>>>>>

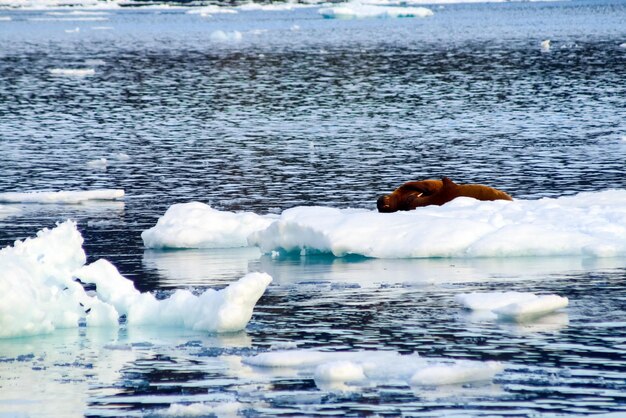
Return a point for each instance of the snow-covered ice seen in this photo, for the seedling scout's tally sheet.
(587, 224)
(222, 36)
(69, 197)
(358, 10)
(72, 72)
(197, 225)
(376, 367)
(591, 224)
(517, 306)
(39, 293)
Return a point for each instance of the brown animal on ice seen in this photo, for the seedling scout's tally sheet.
(415, 194)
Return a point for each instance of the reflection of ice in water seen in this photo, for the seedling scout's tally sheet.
(368, 272)
(200, 267)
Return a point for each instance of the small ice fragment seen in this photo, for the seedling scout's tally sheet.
(464, 371)
(100, 163)
(221, 36)
(533, 308)
(72, 72)
(339, 371)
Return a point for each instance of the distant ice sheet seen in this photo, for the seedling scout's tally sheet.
(39, 293)
(516, 306)
(196, 225)
(358, 10)
(338, 370)
(72, 72)
(587, 224)
(61, 196)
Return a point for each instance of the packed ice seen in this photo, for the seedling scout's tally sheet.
(376, 367)
(41, 289)
(358, 10)
(516, 306)
(70, 197)
(197, 225)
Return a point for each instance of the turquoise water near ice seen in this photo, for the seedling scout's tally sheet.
(330, 113)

<<<<<

What is needed:
Reproduce all of the entries above verbatim, omitting the pictures.

Problem solution:
Return a point for each instance of the snow-covered ice seen in this photo, for the seedling scout's tally sheet.
(587, 224)
(222, 36)
(69, 197)
(358, 10)
(72, 72)
(197, 225)
(376, 367)
(591, 224)
(517, 306)
(39, 293)
Return a point for each instance of the brown animal on ice seen in this photo, for the seedling scout's tally sheet.
(415, 194)
Return a point for each instance of the reflection of ice in water seen in this photo, for the seedling scout's tally sheet.
(368, 272)
(200, 267)
Return a point for each instance of the small ice fragment seen in this photo, for the seedling scout's tally sheet.
(464, 371)
(100, 163)
(221, 36)
(533, 308)
(72, 72)
(339, 371)
Return a point for each instance of the distant ice sheet seen in this photo, for the seedling scout's tally sheet.
(39, 293)
(516, 306)
(196, 225)
(358, 10)
(338, 370)
(72, 72)
(587, 224)
(61, 196)
Return a point for each instance of the packed ice seen in this photo, for the seedling scout's tally sheet.
(376, 367)
(41, 289)
(358, 10)
(516, 306)
(70, 197)
(197, 225)
Return a point for each instance of the turquoise water near ice seen in this photo, for the seedling scout's tally sheet.
(330, 113)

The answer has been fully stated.